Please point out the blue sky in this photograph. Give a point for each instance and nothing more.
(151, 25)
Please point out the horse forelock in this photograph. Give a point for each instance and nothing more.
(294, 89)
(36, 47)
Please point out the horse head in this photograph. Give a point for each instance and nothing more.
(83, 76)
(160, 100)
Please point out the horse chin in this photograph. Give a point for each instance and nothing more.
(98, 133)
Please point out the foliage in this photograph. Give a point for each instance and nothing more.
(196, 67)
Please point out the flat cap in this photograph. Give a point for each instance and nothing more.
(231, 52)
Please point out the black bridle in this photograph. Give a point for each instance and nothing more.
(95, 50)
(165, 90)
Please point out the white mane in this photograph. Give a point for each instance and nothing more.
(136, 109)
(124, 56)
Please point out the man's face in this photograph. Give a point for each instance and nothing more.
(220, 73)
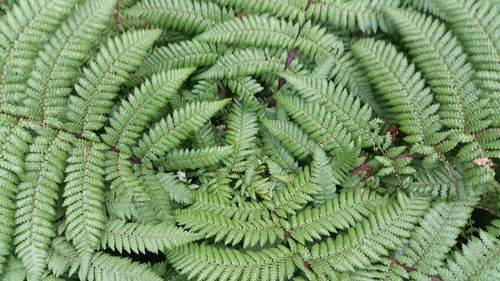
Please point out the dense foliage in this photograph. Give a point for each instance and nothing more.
(249, 140)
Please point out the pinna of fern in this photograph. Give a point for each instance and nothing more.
(248, 140)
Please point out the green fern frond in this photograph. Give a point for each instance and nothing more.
(65, 52)
(478, 260)
(84, 196)
(158, 200)
(338, 213)
(207, 262)
(178, 191)
(322, 126)
(278, 153)
(294, 196)
(120, 204)
(184, 159)
(22, 31)
(14, 145)
(345, 107)
(242, 211)
(14, 270)
(102, 266)
(288, 9)
(231, 231)
(245, 89)
(141, 237)
(476, 24)
(396, 80)
(323, 176)
(191, 16)
(291, 136)
(370, 239)
(101, 80)
(365, 15)
(134, 113)
(185, 54)
(241, 135)
(440, 181)
(172, 130)
(36, 200)
(424, 6)
(265, 31)
(247, 62)
(443, 64)
(435, 236)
================
* _Your goal_: Return, unchanged, the lines that begin at the one containing "Please point out the green" and run through the last line.

* _Task output_:
Please point out the green fern frond in this photograph. Give a point for each instance and nothing more.
(65, 52)
(478, 260)
(84, 196)
(158, 200)
(338, 213)
(207, 262)
(178, 191)
(322, 126)
(278, 153)
(294, 196)
(120, 204)
(184, 159)
(22, 31)
(14, 145)
(345, 107)
(242, 211)
(14, 270)
(102, 266)
(288, 9)
(231, 231)
(245, 89)
(141, 237)
(476, 24)
(396, 80)
(323, 176)
(191, 16)
(291, 136)
(370, 239)
(101, 80)
(365, 15)
(134, 113)
(185, 54)
(241, 135)
(440, 181)
(172, 130)
(36, 200)
(424, 6)
(265, 31)
(247, 62)
(443, 64)
(435, 236)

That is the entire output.